═══ Source extract ═══

June 11th, 2022 – We parked our car before 11AM in another pull out on the same road and walked up the remainder of the way. Our drive over was wet but the forecast called for a break in weather closer to noon. The sun made an appearance shortly after we parked and decided to stick around this time. I even had to break out my sunscreen. The old road starts out fairly overgrown and opens up into an area that has been logged significantly. Once in the clear cut, we had a direct view of Meadow Butte. This made it much easier to determine where we were headed and if we were on the right roads. You will pass three roads off to the left before you reach the correct road. The first spur off to the left looks like it climbs steeply up to Quigley Butte. The second road is at a major 5-way junction where you will want to continue straight. The third road looks like it might head towards Meadow Butte but is not the route you want. The fourth spur off to the left is the correct road. You will lose sight of the crows nest before reaching this spur. It turns out we initially had the right road during our first attempt, we just didn’t continue far enough up. We were probably less than half of a mile from it. Once on this road you will meet a couple more junctions as you climb towards the summit. The first junction is with an overgrown road off to the right, you will want to stay left. The road to the left heads up the butte and eventually provides a view of the crows nest again. You will be very close from here and have the option to bushwhack to the summit or continue on the road. We decided to continue on the road which will appear to head away from the direction you need to go and drops down into a meadow. The road is faint here but continues across the meadow. At the end of the meadow the road meets a junction which makes a sharp right turn back towards the butte. This road will take you all the way to the summit. Once on the summit, we were surprised to get decent views towards Mount Adams and the Trout Lake valley. I believe on a clearer day you would be able to see most of the high peaks. We enjoyed a late lunch while taking pictures. It’s amazing how much of it is still here after being abandoned for over 60 years. We said our goodbyes to Meadow Butte and celebrated a successful redemption on our way back to the car. Despite some ominous clouds in the distance threatening to come our way, we didn’t get rained on at all during our hike.

═══ Source information ═══

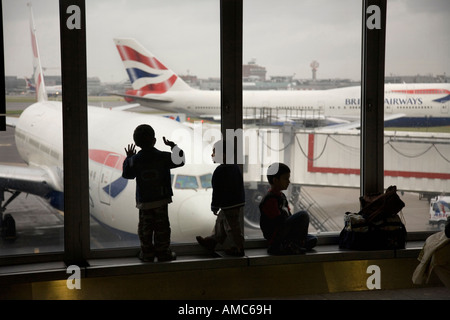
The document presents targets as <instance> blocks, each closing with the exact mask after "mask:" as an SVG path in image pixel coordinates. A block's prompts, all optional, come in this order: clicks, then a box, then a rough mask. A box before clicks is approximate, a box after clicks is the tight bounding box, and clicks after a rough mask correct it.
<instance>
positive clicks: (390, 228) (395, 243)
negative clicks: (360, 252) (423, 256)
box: [339, 212, 406, 250]
mask: <svg viewBox="0 0 450 320" xmlns="http://www.w3.org/2000/svg"><path fill="white" fill-rule="evenodd" d="M405 245H406V228H405V225H404V224H403V222H402V220H401V219H400V217H399V216H398V215H397V214H395V215H393V216H390V217H386V218H383V219H378V220H377V221H375V222H373V221H372V222H367V220H366V219H365V218H364V217H363V216H362V215H361V214H359V213H349V212H347V213H346V216H345V226H344V228H343V229H342V231H341V233H340V234H339V248H341V249H351V250H393V249H404V248H405Z"/></svg>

═══

Work task
Answer these questions from the Meadow Butte hike report:
(a) Before what time did the hikers park their car?
(b) Which spur off to the left is the correct road?
(c) Toward what did the hikers get decent views from the summit?

Answer to this task
(a) 11AM
(b) The fourth spur
(c) Mount Adams and the Trout Lake valley